--- Listed records Enclosed Below ---

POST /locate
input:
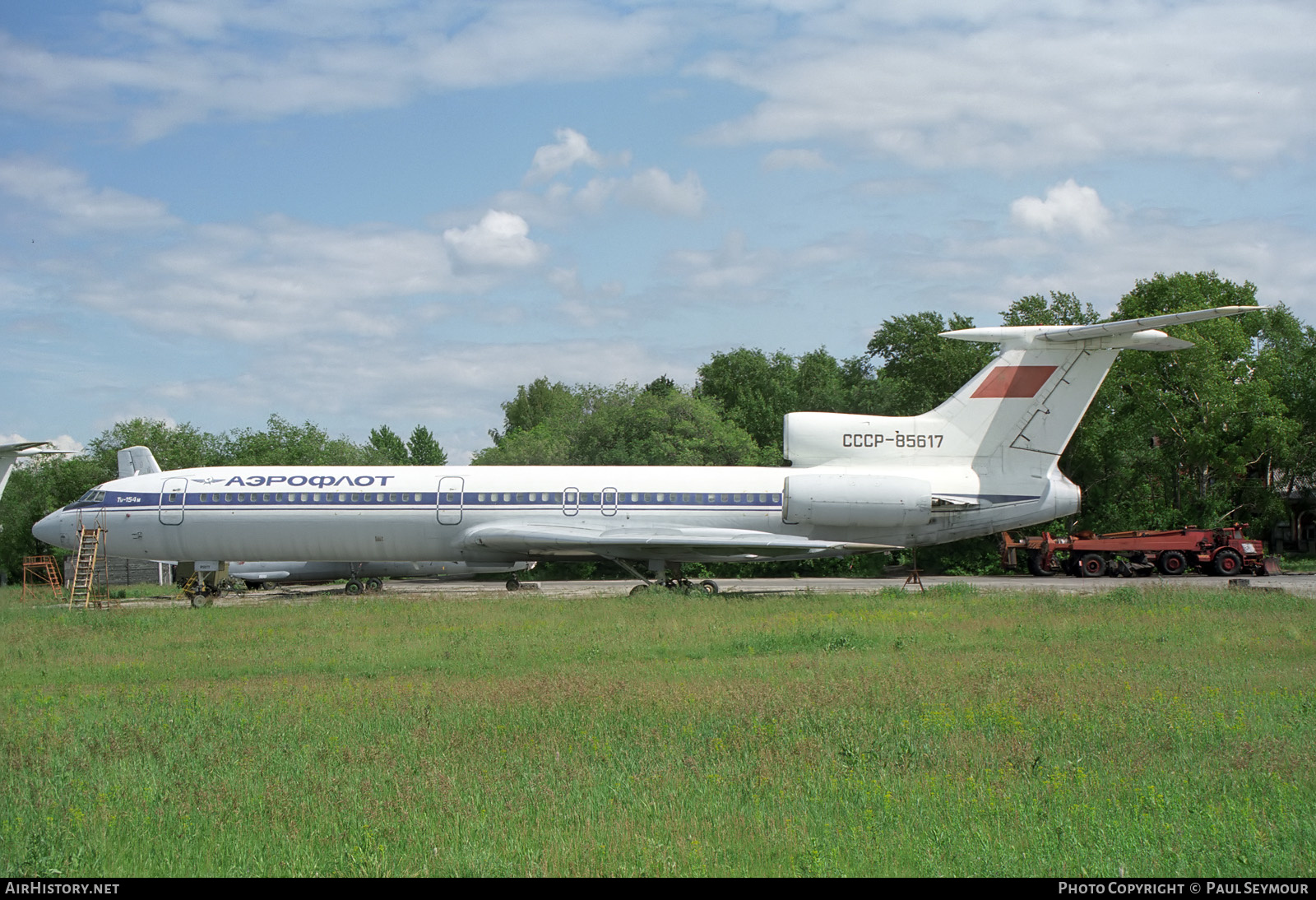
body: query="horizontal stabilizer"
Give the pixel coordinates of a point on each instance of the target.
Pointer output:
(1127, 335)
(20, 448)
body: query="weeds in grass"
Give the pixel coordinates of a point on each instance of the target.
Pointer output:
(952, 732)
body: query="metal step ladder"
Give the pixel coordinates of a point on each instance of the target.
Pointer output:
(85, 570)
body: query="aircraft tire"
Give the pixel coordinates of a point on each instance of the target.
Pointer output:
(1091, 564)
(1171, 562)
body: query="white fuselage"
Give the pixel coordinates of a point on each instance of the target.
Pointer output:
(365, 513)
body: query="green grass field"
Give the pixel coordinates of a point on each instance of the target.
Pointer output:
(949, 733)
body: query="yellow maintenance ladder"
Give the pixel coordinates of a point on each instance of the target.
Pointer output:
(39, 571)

--- End of Enclosed Listed records ---
--- Listed records Enclosed Below ---

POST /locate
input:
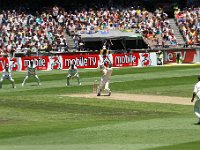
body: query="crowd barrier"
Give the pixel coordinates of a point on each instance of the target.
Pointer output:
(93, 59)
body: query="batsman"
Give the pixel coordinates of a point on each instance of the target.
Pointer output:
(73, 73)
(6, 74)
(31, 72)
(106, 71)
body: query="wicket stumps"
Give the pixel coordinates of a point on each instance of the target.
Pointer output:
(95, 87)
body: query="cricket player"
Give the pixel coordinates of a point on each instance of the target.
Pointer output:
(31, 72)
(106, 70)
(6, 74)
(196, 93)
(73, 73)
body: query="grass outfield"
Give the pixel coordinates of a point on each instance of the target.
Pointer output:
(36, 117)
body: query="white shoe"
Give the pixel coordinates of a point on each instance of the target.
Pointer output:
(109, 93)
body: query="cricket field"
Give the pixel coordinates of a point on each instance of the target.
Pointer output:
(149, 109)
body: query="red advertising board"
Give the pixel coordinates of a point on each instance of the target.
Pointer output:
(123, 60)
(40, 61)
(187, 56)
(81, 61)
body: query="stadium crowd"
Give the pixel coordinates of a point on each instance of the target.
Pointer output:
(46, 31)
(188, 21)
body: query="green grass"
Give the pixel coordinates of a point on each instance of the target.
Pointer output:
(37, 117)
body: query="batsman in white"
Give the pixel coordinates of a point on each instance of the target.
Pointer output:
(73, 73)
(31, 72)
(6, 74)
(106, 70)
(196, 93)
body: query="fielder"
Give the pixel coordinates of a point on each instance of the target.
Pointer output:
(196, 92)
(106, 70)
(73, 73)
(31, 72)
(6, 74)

--- End of Enclosed Listed records ---

Problem
Say how many lines of these records hold the string "white", giving the number and no other words.

Result of the task
3